_PROVIDED DATA_
[BEGIN]

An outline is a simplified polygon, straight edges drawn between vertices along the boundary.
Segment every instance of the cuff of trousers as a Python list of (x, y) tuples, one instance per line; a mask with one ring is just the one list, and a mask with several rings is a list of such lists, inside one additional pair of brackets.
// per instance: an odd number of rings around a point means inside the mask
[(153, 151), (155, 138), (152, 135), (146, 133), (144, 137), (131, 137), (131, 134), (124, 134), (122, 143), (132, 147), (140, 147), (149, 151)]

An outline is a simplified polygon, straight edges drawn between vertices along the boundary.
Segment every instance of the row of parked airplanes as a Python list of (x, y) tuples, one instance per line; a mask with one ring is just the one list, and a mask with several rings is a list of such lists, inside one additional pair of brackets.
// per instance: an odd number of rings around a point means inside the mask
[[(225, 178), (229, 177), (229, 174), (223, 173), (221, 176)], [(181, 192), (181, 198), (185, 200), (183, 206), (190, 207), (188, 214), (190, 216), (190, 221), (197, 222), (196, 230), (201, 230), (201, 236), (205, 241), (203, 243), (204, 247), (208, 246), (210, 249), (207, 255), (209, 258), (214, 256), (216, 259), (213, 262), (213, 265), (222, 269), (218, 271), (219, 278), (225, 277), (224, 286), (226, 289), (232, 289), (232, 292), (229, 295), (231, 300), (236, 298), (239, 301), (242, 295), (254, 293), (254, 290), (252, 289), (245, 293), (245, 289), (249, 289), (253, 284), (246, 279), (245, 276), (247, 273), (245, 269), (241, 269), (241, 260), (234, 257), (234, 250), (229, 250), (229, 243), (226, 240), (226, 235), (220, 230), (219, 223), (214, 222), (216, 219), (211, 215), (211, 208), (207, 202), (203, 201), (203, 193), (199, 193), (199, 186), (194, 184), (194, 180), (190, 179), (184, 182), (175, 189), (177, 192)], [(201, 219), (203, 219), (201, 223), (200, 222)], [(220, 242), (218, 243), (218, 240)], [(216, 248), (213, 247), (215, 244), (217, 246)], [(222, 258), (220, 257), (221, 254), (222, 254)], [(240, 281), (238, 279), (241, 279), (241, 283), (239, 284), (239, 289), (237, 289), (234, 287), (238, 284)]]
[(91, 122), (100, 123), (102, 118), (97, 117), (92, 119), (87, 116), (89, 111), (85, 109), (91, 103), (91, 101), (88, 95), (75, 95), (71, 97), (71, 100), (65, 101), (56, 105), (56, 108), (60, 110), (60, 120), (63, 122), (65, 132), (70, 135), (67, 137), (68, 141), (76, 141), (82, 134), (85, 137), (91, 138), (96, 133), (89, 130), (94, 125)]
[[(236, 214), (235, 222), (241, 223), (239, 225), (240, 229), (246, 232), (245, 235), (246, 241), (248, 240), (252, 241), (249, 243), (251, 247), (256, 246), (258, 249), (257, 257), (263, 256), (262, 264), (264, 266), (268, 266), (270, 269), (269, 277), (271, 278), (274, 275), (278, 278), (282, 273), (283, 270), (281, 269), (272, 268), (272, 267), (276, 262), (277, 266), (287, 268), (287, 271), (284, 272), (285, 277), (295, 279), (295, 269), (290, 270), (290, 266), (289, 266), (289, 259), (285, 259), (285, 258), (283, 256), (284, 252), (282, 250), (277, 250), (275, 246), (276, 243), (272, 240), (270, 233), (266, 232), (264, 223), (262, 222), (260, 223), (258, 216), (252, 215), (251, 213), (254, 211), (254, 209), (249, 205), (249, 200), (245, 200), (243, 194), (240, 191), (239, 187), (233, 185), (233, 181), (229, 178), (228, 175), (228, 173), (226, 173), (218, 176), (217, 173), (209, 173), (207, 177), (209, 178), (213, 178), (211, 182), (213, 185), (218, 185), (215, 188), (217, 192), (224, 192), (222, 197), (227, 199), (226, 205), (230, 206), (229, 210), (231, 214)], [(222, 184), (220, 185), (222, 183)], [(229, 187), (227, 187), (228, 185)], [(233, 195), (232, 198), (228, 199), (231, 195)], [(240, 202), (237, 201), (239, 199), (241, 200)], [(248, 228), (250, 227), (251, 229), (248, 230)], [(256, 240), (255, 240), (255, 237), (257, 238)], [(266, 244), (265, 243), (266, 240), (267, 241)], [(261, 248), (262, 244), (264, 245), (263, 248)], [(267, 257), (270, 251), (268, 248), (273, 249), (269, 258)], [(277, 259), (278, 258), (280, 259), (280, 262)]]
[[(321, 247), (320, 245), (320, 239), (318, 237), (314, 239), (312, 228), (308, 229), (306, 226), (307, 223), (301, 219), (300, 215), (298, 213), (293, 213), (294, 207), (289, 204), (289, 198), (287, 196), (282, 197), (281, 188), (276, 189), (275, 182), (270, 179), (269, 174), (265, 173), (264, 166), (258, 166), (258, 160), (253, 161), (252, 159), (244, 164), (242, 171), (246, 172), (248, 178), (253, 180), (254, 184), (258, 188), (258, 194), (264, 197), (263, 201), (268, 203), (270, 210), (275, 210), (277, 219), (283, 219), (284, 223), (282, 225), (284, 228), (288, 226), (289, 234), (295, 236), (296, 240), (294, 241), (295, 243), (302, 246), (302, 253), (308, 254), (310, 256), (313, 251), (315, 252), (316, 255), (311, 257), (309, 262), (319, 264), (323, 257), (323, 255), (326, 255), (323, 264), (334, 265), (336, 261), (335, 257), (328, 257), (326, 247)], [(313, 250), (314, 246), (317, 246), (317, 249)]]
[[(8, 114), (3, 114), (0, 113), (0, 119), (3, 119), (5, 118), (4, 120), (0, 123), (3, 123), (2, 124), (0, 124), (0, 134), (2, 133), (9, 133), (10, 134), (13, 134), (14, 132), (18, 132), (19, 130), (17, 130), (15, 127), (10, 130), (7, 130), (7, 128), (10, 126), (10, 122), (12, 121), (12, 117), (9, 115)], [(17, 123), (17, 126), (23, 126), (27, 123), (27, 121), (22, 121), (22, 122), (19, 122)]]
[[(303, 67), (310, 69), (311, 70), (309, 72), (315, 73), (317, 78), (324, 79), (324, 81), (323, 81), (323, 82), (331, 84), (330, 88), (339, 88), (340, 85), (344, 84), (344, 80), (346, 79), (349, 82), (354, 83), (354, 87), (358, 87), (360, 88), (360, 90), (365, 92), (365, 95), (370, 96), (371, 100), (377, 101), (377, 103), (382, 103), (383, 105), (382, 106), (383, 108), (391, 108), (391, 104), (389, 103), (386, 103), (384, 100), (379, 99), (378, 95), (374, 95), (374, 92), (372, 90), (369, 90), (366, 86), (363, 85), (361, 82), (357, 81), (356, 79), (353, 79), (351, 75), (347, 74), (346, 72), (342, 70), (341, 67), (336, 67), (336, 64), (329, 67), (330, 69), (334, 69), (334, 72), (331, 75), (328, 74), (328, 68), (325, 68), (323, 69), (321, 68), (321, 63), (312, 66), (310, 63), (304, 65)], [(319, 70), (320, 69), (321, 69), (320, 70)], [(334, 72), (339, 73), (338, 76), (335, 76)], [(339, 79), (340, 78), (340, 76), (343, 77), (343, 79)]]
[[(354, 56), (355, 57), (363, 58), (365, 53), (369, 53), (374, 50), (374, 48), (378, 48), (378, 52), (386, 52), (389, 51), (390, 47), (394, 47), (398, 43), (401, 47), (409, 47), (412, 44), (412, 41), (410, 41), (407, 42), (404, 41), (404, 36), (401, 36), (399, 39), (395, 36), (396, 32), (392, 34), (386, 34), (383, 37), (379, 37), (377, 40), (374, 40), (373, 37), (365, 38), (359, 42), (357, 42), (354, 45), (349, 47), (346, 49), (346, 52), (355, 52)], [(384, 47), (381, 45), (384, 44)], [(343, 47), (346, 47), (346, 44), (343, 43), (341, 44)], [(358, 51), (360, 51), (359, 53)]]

[END]

Copy the full listing above, every line, without changing anything.

_THE ANSWER_
An outline is a simplified polygon, straight edges drawn between vertices along the boundary.
Segment every instance of the cuff of trousers as a Python list of (x, y) tuples, one instance per line; a mask with one ring is just the one list, and a mask with several rings is a list of such lists, inside one additional pair of brackets.
// per instance: an odd number of rings around a point means inside the mask
[(153, 151), (155, 138), (152, 135), (146, 133), (144, 137), (131, 137), (131, 134), (124, 134), (122, 143), (132, 147), (140, 147), (149, 151)]

An outline is a simplified polygon, straight edges drawn between vertices along the boundary.
Segment every instance of the row of parked airplanes as a Python list of (x, y) tuples, one instance per line; a mask with one ring is just the one list, and a mask with several rings is a list of such lists, inside one additional pair of brackets.
// per instance: an odd number of rings around a point means inside the mask
[[(225, 178), (229, 177), (229, 174), (223, 173), (221, 176)], [(181, 192), (181, 198), (185, 200), (183, 206), (190, 207), (188, 214), (190, 216), (190, 221), (197, 222), (196, 230), (201, 230), (201, 236), (205, 241), (203, 243), (204, 247), (208, 246), (210, 249), (207, 255), (209, 258), (214, 256), (216, 259), (213, 262), (213, 265), (222, 269), (218, 271), (219, 278), (225, 277), (224, 286), (226, 289), (232, 289), (232, 292), (229, 295), (231, 300), (236, 298), (239, 301), (242, 295), (254, 293), (254, 290), (252, 289), (245, 293), (245, 289), (249, 289), (253, 284), (246, 279), (245, 276), (247, 273), (245, 269), (241, 269), (241, 260), (234, 257), (234, 250), (229, 250), (229, 243), (226, 240), (226, 235), (220, 230), (219, 223), (214, 222), (216, 219), (211, 215), (211, 208), (207, 202), (203, 201), (203, 193), (199, 193), (199, 186), (194, 184), (194, 180), (190, 179), (184, 182), (175, 189), (177, 192)], [(201, 219), (203, 219), (201, 223), (200, 222)], [(220, 242), (218, 243), (218, 240)], [(216, 248), (213, 247), (215, 244), (217, 246)], [(222, 258), (220, 257), (221, 254), (222, 254)], [(240, 281), (238, 279), (241, 279), (241, 283), (239, 284), (239, 289), (237, 289), (234, 287), (238, 284)]]
[(91, 122), (100, 123), (102, 118), (97, 117), (92, 119), (87, 116), (89, 111), (85, 109), (91, 103), (91, 101), (88, 95), (75, 95), (71, 97), (71, 100), (65, 101), (56, 105), (56, 108), (60, 110), (60, 120), (63, 122), (65, 132), (70, 135), (67, 137), (68, 141), (76, 141), (82, 134), (85, 137), (91, 138), (96, 133), (89, 130), (94, 125)]
[[(236, 214), (235, 222), (241, 223), (239, 225), (240, 229), (246, 232), (245, 235), (246, 241), (248, 240), (252, 241), (249, 243), (251, 247), (256, 246), (258, 249), (257, 257), (263, 256), (262, 264), (264, 266), (268, 266), (270, 269), (269, 277), (271, 278), (274, 275), (278, 278), (282, 273), (283, 270), (281, 269), (272, 268), (272, 267), (276, 262), (277, 266), (287, 268), (287, 271), (284, 272), (285, 277), (295, 279), (295, 269), (290, 270), (290, 266), (289, 266), (289, 259), (285, 259), (285, 258), (283, 256), (284, 252), (282, 250), (277, 250), (275, 246), (276, 243), (272, 240), (270, 233), (266, 232), (264, 223), (262, 222), (260, 223), (258, 216), (252, 215), (251, 213), (254, 211), (254, 209), (249, 205), (249, 200), (245, 200), (243, 194), (240, 191), (239, 187), (233, 185), (233, 181), (229, 178), (228, 175), (228, 173), (226, 173), (218, 176), (217, 173), (209, 173), (207, 177), (209, 178), (213, 178), (211, 182), (213, 185), (218, 185), (215, 188), (217, 192), (224, 192), (222, 197), (227, 199), (226, 205), (230, 206), (229, 210), (231, 214)], [(222, 184), (220, 185), (222, 183)], [(229, 187), (227, 187), (228, 185)], [(233, 195), (232, 198), (228, 199), (231, 195)], [(240, 202), (237, 201), (239, 199), (241, 200)], [(248, 228), (250, 227), (251, 229), (248, 230)], [(256, 240), (255, 240), (255, 237), (257, 238)], [(266, 244), (265, 243), (266, 240), (267, 241)], [(261, 248), (262, 244), (264, 245), (263, 248)], [(267, 257), (270, 251), (268, 248), (273, 249), (269, 258)], [(277, 259), (278, 258), (280, 259), (280, 262)]]
[[(321, 247), (320, 245), (320, 239), (318, 237), (314, 239), (312, 228), (308, 229), (306, 226), (307, 223), (301, 219), (300, 215), (298, 213), (293, 213), (294, 207), (289, 204), (289, 198), (287, 196), (282, 197), (281, 188), (276, 189), (275, 182), (270, 179), (269, 174), (265, 173), (264, 166), (258, 166), (258, 160), (253, 161), (252, 159), (244, 164), (242, 171), (246, 172), (248, 178), (253, 180), (254, 184), (258, 188), (258, 194), (264, 197), (263, 201), (268, 203), (270, 210), (275, 210), (277, 219), (283, 219), (284, 223), (282, 225), (284, 228), (288, 226), (289, 234), (295, 236), (296, 240), (294, 241), (295, 243), (302, 246), (302, 253), (308, 254), (310, 256), (313, 251), (315, 252), (316, 255), (311, 257), (309, 262), (319, 264), (323, 257), (323, 255), (326, 255), (323, 264), (334, 265), (336, 261), (335, 257), (328, 257), (326, 247)], [(313, 250), (314, 246), (317, 246), (317, 249)]]
[[(8, 114), (3, 114), (0, 113), (0, 119), (3, 119), (5, 118), (4, 120), (0, 123), (3, 123), (2, 124), (0, 124), (0, 134), (2, 133), (9, 133), (10, 134), (13, 134), (14, 132), (18, 132), (19, 130), (17, 130), (15, 127), (10, 130), (7, 130), (7, 128), (10, 126), (10, 122), (12, 121), (12, 117), (9, 115)], [(17, 123), (17, 126), (23, 126), (27, 123), (27, 121), (22, 121), (22, 122), (19, 122)]]
[[(303, 67), (310, 69), (311, 70), (309, 72), (315, 73), (317, 78), (324, 79), (324, 81), (323, 81), (323, 82), (331, 84), (330, 88), (339, 88), (340, 85), (344, 84), (344, 80), (346, 79), (349, 82), (354, 83), (354, 87), (358, 87), (360, 88), (360, 90), (365, 92), (365, 95), (370, 96), (371, 100), (377, 101), (377, 103), (382, 103), (383, 105), (382, 106), (383, 108), (391, 108), (391, 104), (389, 103), (386, 103), (384, 100), (379, 99), (378, 95), (374, 95), (374, 92), (372, 90), (369, 90), (366, 86), (363, 85), (361, 82), (357, 81), (356, 79), (353, 79), (351, 75), (347, 74), (346, 72), (342, 70), (341, 67), (336, 67), (336, 64), (329, 67), (330, 69), (334, 69), (334, 72), (331, 75), (328, 74), (328, 68), (325, 68), (323, 69), (321, 68), (321, 63), (312, 66), (310, 63), (304, 65)], [(319, 70), (320, 69), (321, 69), (320, 70)], [(334, 72), (339, 73), (338, 76), (335, 76)], [(339, 79), (340, 78), (340, 76), (343, 77), (343, 79)]]
[[(354, 56), (355, 57), (363, 58), (365, 53), (369, 53), (374, 50), (374, 48), (378, 48), (378, 52), (386, 52), (389, 51), (390, 47), (394, 47), (398, 43), (401, 47), (409, 47), (412, 44), (412, 41), (410, 41), (407, 42), (404, 41), (404, 36), (401, 36), (399, 39), (395, 36), (396, 32), (392, 34), (386, 34), (383, 37), (379, 37), (377, 40), (374, 40), (373, 37), (365, 38), (359, 42), (357, 42), (354, 45), (349, 47), (346, 49), (346, 52), (355, 52)], [(384, 47), (381, 45), (384, 44)], [(343, 47), (346, 47), (346, 44), (343, 43), (341, 44)], [(358, 51), (360, 51), (359, 53)]]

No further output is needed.